Report every line below that carries the word "slope".

--- START ---

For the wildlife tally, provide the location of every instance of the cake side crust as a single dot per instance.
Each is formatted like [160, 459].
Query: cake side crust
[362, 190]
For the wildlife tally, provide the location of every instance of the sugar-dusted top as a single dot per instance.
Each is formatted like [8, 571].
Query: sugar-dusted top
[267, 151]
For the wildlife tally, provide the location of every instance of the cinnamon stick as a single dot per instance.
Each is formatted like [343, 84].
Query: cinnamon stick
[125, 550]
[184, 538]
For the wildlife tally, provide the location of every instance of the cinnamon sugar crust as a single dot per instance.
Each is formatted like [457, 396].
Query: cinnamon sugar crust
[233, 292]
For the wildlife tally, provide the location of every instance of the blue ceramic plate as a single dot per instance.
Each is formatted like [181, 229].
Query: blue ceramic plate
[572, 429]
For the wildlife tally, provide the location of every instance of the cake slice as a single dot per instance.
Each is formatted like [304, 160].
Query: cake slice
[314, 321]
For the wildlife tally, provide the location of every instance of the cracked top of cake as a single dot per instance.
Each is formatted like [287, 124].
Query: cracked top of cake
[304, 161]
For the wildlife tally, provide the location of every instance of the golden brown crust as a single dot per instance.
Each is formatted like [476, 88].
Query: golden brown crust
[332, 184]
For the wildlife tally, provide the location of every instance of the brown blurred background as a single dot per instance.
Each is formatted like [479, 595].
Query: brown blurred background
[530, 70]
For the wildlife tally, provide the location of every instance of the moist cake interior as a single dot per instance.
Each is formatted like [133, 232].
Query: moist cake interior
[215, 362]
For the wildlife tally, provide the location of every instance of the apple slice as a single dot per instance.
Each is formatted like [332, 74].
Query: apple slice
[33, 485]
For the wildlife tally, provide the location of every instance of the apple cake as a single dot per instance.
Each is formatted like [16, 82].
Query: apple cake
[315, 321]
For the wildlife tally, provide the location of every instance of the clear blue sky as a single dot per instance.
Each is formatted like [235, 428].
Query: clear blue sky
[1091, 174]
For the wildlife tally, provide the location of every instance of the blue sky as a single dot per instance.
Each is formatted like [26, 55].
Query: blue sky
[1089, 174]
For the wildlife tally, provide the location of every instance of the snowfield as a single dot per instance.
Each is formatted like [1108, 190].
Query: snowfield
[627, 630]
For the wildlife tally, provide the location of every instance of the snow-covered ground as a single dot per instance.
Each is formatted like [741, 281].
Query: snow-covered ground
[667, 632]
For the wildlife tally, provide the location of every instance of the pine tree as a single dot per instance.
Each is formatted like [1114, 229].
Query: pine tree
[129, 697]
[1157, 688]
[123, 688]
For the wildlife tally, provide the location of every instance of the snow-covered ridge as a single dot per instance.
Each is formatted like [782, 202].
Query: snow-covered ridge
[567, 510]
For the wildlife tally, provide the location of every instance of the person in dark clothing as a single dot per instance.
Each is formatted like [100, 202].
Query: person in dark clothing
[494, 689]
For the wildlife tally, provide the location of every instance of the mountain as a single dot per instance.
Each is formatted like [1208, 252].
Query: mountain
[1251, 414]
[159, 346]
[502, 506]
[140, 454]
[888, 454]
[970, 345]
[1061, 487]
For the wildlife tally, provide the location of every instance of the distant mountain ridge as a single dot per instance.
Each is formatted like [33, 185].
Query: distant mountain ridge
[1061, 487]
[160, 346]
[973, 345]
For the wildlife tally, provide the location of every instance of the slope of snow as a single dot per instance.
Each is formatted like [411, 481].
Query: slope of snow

--- END ---

*COMPLETED TASK*.
For the wildlife tally, provide the location of every instance of the slope of snow as a single dot per instance.
Query: slope of snow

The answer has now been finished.